---------- SELECTED EXTRACT ----------
The Company also recorded as a discount to the carrying value of the SNS Loan issuance costs of $0.1 million specifically related to the SNS Loan.  The SNS Loan is carried in the consolidated balance sheet at its amortized cost, which reflects principal payments as well as the amortization of the debt discount and issuance costs using the effective interest rate method.  The fair value of the SNS Loan disclosed in the table above is derived from quoted market prices of B and BB minus rated industrial bonds with similar maturities and is categorized within Level 2 of the fair value hierarchy. The SNS Loan is secured by certain of the equity interests and assets of SNS.
---------- DATA ENTRIES ----------
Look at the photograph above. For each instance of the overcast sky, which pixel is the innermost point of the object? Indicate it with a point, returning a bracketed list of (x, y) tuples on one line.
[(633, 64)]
----------
---------- DATA ENTRIES ----------
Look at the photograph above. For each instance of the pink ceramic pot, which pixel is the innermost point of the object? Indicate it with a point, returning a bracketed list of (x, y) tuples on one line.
----------
> [REQUIRED ACTIONS]:
(a) Answer these questions using the SNS Loan passage:
(i) What amount of issuance costs specifically related to the SNS Loan did the Company record as a discount to its carrying value?
(ii) What method is used to amortize the debt discount and issuance costs?
(iii) Within which level of the fair value hierarchy is the SNS Loan's fair value categorized?
(b) Write out, word for word, the part of the SNS Loan passage that opens with the words containing "The Company also" and closes with "assets of SNS.".
The material has no connection to the SNS Loan passage.

> [RESPONSES TO THE EXERCISE]:
(a)
(i) $0.1 million
(ii) The effective interest rate method
(iii) Level 2

(b)
The Company also recorded as a discount to the carrying value of the SNS Loan issuance costs of $0.1 million specifically related to the SNS Loan.  The SNS Loan is carried in the consolidated balance sheet at its amortized cost, which reflects principal payments as well as the amortization of the debt discount and issuance costs using the effective interest rate method.  The fair value of the SNS Loan disclosed in the table above is derived from quoted market prices of B and BB minus rated industrial bonds with similar maturities and is categorized within Level 2 of the fair value hierarchy. The SNS Loan is secured by certain of the equity interests and assets of SNS.